[Begin Excerpt provided]
Surf Workflows

This document describes how Surf controls the way agents perform work inside a repo.

Environments define where work happens. Workflows define how work happens.

The core idea is simple: a Task does not just drop an agent into a repo with vague instructions and hope it follows the right process. Instead, Surf lets each org define a Workflow with explicit stages, deterministic checks, review loops, and completion rules.

This is how teams encode their engineering process into the platform.

Goals

make agent behavior more reliable than prompt-only instruction files
let teams encode their own engineering process without building a custom agent stack
combine flexible agent work with deterministic checks and gates
make Workflow execution observable and auditable
keep the Workflow model simple enough that teams can adopt it quickly

Core model

Surf separates a few concepts:

Workflow — the process a repo or org wants Tasks to follow
Task — a single unit of work entering the platform
Run — one execution of a Workflow for a specific Task
Step — one stage inside a Workflow
Artifact — structured output produced by a Step for later Steps or humans

A Workflow is the durable definition. A Run is one live execution of that definition.
[End Excerpt provided]
[Begin Data block]
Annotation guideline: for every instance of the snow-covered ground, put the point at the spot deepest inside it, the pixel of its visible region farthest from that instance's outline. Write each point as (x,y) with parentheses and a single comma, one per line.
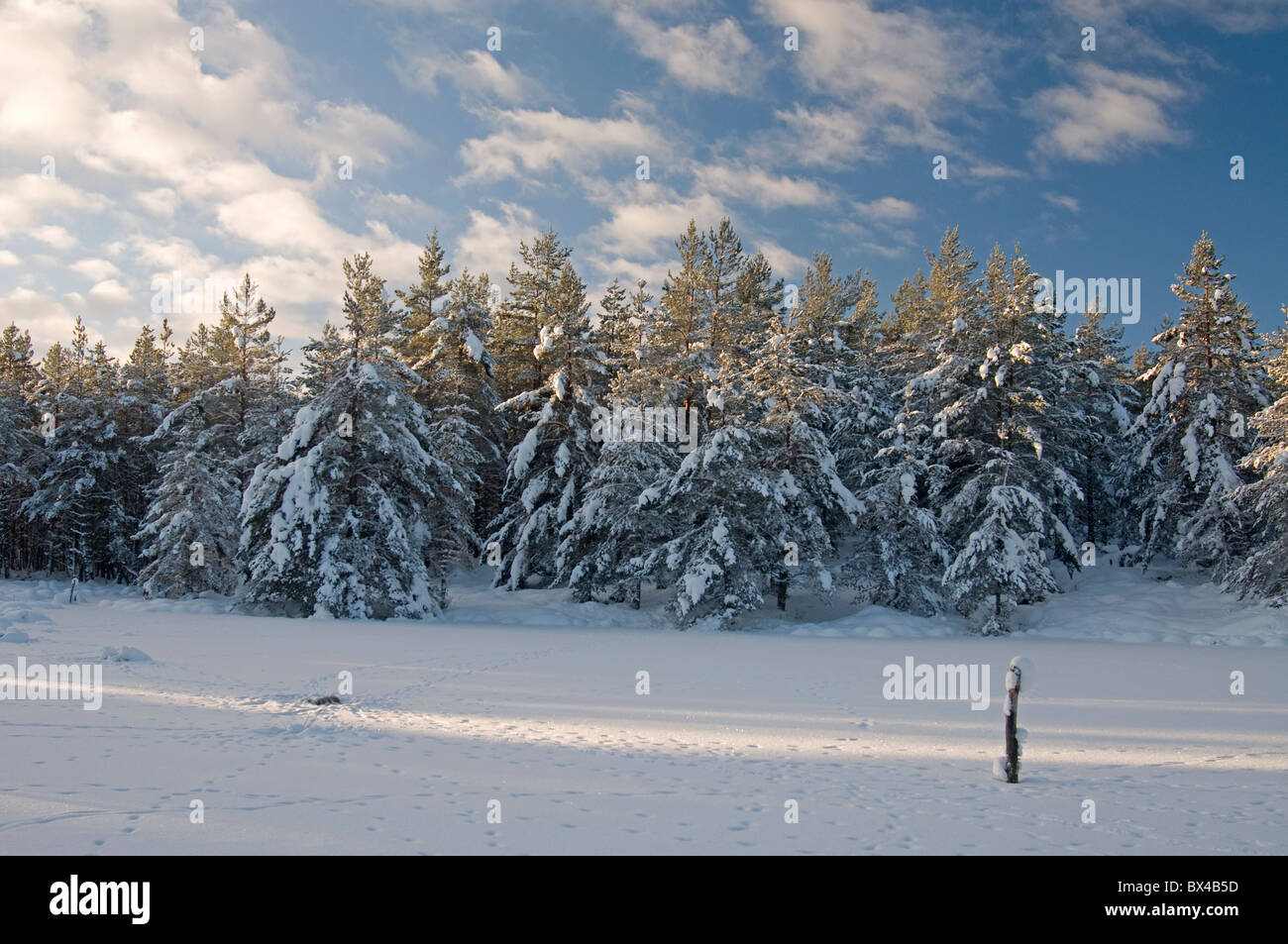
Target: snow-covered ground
[End Data block]
▶ Exercises to complete:
A. List the five concepts that the Surf Workflows document says Surf separates.
B. In the Surf Workflows document, what do Environments define?

▶ Solutions to the tasks:
A. Workflow, Task, Run, Step, Artifact

B. Where work happens.